Document text>
━━━━━━━━━━━━━━━━━━━━

Member of the Kentucky House of Representatives from the 36th district
- In office January 1, 1985 – January 1, 2013
- Preceded by: Tom Riner (redistricting)
- Succeeded by: Jonathan Shell

Personal details
- Born: May 24, 1940
- Died: April 14, 2023 (aged 82) Lexington, Kentucky, U.S.
- Party: Republican
- Profession: Businessman, auctioneer, farmer

= Lonnie Napier =

American politician (1940–2023)

Lonnie Nelson Napier (May 24, 1940 – April 14, 2023) was an American politician from the Republican Party (GOP). Napier served from 1985 to 2013 in the Kentucky House of Representatives.

Known as "The Fox" to friends and foes alike, Napier began his political career in his native Garrard County, Kentucky, at age 26 with a term on the county's governing body, where he served from 1967 to 1969. Napier won the seat in 1984 following the state's redistricting. In 1971, Napier challenged veteran state Representative Joe Clarke for the 54th district state House seat, a race which he lost.

━━━━━━━━━━━━━━━━━━━━

Supplied data>
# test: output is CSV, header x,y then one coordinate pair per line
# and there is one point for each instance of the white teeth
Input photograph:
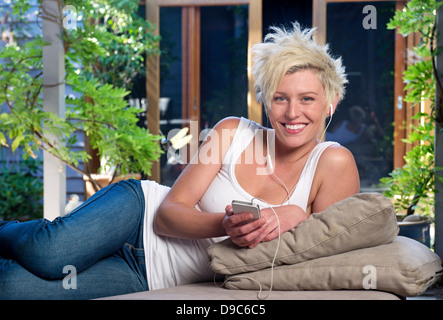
x,y
295,126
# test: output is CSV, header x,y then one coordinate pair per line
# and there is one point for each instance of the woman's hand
x,y
247,233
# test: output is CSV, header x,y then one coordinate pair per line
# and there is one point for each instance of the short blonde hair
x,y
285,52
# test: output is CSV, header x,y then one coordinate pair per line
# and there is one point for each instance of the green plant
x,y
21,191
101,54
413,186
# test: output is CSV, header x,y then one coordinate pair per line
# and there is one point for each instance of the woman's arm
x,y
336,178
176,216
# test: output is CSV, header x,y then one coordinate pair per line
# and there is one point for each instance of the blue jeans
x,y
95,251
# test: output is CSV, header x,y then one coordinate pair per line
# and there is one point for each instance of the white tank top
x,y
172,261
225,187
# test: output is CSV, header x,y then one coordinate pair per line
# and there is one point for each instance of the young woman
x,y
134,236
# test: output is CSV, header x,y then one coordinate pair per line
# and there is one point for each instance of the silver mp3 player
x,y
243,206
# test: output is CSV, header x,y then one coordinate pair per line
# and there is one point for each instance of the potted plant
x,y
110,43
412,187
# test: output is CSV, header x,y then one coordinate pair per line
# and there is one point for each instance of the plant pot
x,y
103,180
417,230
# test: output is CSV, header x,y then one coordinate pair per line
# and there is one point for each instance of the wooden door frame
x,y
401,110
191,52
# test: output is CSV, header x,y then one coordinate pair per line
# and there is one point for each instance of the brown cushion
x,y
360,221
404,267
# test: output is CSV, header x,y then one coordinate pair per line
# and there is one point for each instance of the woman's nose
x,y
293,110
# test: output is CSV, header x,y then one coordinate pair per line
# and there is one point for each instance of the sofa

━━━━━━━━━━━━━━━━━━━━

Directive 1>
Retype the part of the Lonnie Napier article that begins at the words "Member of the" and stops after the words "Lexington, Kentucky, U.S.".
Directive 2>
Answer these questions using the Lonnie Napier article:
(a) What nickname was Napier known by?
(b) In what city did he die?
(c) Who succeeded him in the Kentucky House of Representatives?
Directive 3>
Using the Lonnie Napier article, explain the circumstance under which Napier won his House seat in 1984.

Written solution 1>
Member of the Kentucky House of Representatives from the 36th district
- In office January 1, 1985 – January 1, 2013
- Preceded by: Tom Riner (redistricting)
- Succeeded by: Jonathan Shell

Personal details
- Born: May 24, 1940
- Died: April 14, 2023 (aged 82) Lexington, Kentucky, U.S.

Written solution 2>
(a) "The Fox"
(b) Lexington, Kentucky
(c) Jonathan Shell

Written solution 3>
The article says he won the seat in 1984 following the state's redistricting. The summary of his office reflects this by listing his predecessor, Tom Riner, with the note "(redistricting)."